● **TEXT BLOCK**:
....................
The primary goal of this project was to assess the diversity of L. monocytogenes in a manner that identifies specific genetic differences between strains. Our relatively low-density microarray allowed the identification of several gene candidates that appear conserved within phylogenetic divisions and that might impact differential fitness and virulence. For example, L. monocytogenes is considered an environmentally ubiquitous organism but only a few serotypes are commonly found with food commodities (19, 29). One explanation for this distribution is that different strains of L. monocytogenes may be better adapted to grow or persist in areas conducive to product contamination. Several of our microarray probe sequences have close BLASTx matches for proteins that might confer differential fitness in different food processing or natural environments. These include a protein related to the repair of UV damage to the chromosome (probe 961), two proteins implicated in salt tolerance (probes 774 and 1085) (30), one gene related to exopolysaccharide synthesis (biofilm formation; probe 1094), and one heavy-metal transporter (probe 289). Additionally, probe 955 is most similar to beta-glucoside-specific enzyme II (bvrB) of the L. monocytogenes phosphotransferase system. BvrB is part of a locus that represses prfA-dependent genes in a soil environment (4, 32).
Epidemiology data suggest that not all strains of L. monocytogenes are equally virulent in humans and that there may be strains that are more virulent in other animals (22, 25, 36). A number of our polymorphic probes have high BLASTx matches for gene products that may allow enhanced survival and virulence in the mammalian host. For example, probe 302 is exclusive to Division I and it is most similar to a ferrous transport gene (3). Iron availability is limited in host tissues, and pathogenic bacteria characteristically evolve mechanisms to acquire iron. Additionally, iron is thought to have a role in L. monocytogenes virulence gene regulation (32). Probe 297 has amino acid sequence similarity to regions of two adjacent open reading frames, both of which encode proteins involved with gut colonization (8, 23). Probe 136 has 52% amino acid identity to L. monocytogenes ClpC ATPase, which is required for host cell adhesion and invasion and for stress tolerance (24, 27, 28). Additional polymorphic probes include close matches for four surface proteins similar to internalins. Probe 1069 includes an LPXTG motif that is found in all L. monocytogenes internalin proteins except InlB (9, 13), and probes 103, 134, and 1069 are most similar to membrane-bound lipoproteins. Both internalins and membrane-bound lipoproteins are implicated in the virulence potential of L. monocytogenes (reviewed in reference 6). In addition, probes 312 and 343 are related to the synthesis and expression of techoic acid-associated surface antigens. Probe 343 has 100% amino acid identity with a serotype 4b-4d-4e-specific gene cassette (20), and only serotype 4b (this study) had high intensity signals with this probe. Finally, four phage-related proteins and six polymorphic probe sequences with no putative functions were identified and these represent additional targets for investigation.
Library bias?
....................
● **DATASET EXCERPTS**:
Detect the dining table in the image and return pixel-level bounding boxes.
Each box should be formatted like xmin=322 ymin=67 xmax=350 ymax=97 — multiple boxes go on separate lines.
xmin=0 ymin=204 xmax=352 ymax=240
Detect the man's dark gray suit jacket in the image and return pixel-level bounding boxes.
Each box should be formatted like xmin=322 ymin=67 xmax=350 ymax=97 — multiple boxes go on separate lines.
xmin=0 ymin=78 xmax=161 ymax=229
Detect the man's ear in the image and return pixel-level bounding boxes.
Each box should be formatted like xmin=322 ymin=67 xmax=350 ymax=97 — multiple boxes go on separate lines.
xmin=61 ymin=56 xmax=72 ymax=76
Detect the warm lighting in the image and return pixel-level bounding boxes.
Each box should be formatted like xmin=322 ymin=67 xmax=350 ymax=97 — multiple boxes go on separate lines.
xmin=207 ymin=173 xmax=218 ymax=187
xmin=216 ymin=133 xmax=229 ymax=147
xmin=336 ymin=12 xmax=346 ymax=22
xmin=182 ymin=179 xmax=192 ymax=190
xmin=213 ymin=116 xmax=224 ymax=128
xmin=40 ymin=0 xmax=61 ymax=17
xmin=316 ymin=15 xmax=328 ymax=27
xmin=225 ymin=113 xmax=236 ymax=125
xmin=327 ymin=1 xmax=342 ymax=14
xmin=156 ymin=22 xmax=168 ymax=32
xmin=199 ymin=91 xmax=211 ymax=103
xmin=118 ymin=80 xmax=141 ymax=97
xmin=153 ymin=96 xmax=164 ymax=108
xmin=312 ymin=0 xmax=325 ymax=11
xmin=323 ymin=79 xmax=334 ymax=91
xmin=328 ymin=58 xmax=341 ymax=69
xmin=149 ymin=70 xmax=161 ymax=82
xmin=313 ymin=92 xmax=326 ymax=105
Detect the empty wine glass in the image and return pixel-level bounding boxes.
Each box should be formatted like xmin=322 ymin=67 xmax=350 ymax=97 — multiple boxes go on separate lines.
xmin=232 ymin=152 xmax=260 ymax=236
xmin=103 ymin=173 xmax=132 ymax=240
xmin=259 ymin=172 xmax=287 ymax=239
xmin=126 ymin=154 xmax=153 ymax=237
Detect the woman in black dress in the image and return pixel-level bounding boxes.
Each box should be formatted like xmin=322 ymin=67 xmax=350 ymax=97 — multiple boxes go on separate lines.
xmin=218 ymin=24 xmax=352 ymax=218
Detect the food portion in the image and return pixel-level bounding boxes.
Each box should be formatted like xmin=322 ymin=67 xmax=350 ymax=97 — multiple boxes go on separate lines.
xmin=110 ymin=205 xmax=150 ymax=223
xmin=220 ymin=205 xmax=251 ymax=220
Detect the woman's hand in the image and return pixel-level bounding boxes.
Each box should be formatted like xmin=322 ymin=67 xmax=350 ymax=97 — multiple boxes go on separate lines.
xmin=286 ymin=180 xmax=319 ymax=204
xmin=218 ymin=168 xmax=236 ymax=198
....................
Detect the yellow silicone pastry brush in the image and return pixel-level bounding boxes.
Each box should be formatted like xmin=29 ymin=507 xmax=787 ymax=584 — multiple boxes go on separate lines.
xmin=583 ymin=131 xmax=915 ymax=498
....................
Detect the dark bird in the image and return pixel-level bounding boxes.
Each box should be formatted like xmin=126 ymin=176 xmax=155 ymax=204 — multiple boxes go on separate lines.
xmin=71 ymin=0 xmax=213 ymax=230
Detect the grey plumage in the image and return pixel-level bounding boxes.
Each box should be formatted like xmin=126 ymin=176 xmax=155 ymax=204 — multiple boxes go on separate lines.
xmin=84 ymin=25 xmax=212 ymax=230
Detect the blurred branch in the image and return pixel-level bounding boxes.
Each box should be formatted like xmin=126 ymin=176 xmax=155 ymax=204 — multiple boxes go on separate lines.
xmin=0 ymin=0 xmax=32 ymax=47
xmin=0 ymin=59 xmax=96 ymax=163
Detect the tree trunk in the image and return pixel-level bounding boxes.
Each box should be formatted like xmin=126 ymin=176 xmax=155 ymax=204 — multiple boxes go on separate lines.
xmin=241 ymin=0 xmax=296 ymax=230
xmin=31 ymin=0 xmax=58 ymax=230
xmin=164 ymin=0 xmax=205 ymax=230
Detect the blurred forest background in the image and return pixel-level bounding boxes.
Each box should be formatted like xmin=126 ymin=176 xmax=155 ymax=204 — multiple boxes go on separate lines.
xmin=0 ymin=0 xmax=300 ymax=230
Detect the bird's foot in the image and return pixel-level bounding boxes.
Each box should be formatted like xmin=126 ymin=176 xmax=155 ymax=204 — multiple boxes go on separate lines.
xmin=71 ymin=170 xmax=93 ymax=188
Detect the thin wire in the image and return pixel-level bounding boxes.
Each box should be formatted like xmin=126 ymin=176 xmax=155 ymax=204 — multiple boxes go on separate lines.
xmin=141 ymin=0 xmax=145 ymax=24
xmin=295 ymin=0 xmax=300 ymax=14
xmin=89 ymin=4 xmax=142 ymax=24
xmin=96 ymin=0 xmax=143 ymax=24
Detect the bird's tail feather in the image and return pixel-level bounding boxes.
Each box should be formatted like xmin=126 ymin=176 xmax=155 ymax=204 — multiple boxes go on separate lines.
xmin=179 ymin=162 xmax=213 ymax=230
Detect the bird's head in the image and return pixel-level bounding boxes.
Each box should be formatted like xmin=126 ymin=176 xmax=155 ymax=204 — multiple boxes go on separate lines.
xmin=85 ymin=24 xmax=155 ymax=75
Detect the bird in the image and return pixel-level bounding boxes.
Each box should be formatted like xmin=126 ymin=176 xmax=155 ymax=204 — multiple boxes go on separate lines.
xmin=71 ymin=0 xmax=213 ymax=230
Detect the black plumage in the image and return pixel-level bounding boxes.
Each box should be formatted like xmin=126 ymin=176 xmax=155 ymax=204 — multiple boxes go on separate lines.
....................
● **WORK TO COMPLETE**:
1 - In the Listeria microarray text, how much amino acid identity does probe 136 share with L. monocytogenes ClpC ATPase?
2 - Continue the Listeria microarray text from where it stops.

● **ANSWERS FOR EACH ITEM**:
1 - 52%

2 -
Two of the probe sequences from our array were virtually identical (probes 134 and 1072), and these and several related genes (150, 103, 367) are known to occur in close proximity on the L. monocytogenes genome (15). Furthermore, four of the probe sequences (13.8%) were phage related whereas only 1.4% of the L. monocytogenes genome encompasses phage-related sequences (15). The likelihood that even two identical sequences (or very closely linked sequences) would be found within the 585 probes (600-bp sequences) randomly selected for the array was very remote (2 × 10−3) for a genome of this size (3 Mbp). To have several of these unlikely combinations present on the array suggested that the method we used to make the original reference library biased the selection of insert DNA. The library was constructed by first fragmenting genomic DNA with a frequently cutting restriction enzyme (CviJI; 5-YGCR-3) followed by the size fractionation and purification of ca. 600-bp fragments for cloning. With the recent release of the Listeria genome sequence (NC_003210), we have now determined that this enzyme will cut the genome at approximately 34,119 sites, resulting in an average fragment length of 86 bp. In fact, there are only 486 predicted fragments between 400 and 800 bp, based on this restriction enzyme, which suggests that, if the restriction digest were 100% efficient, then we would have seen several replicate probe sequences.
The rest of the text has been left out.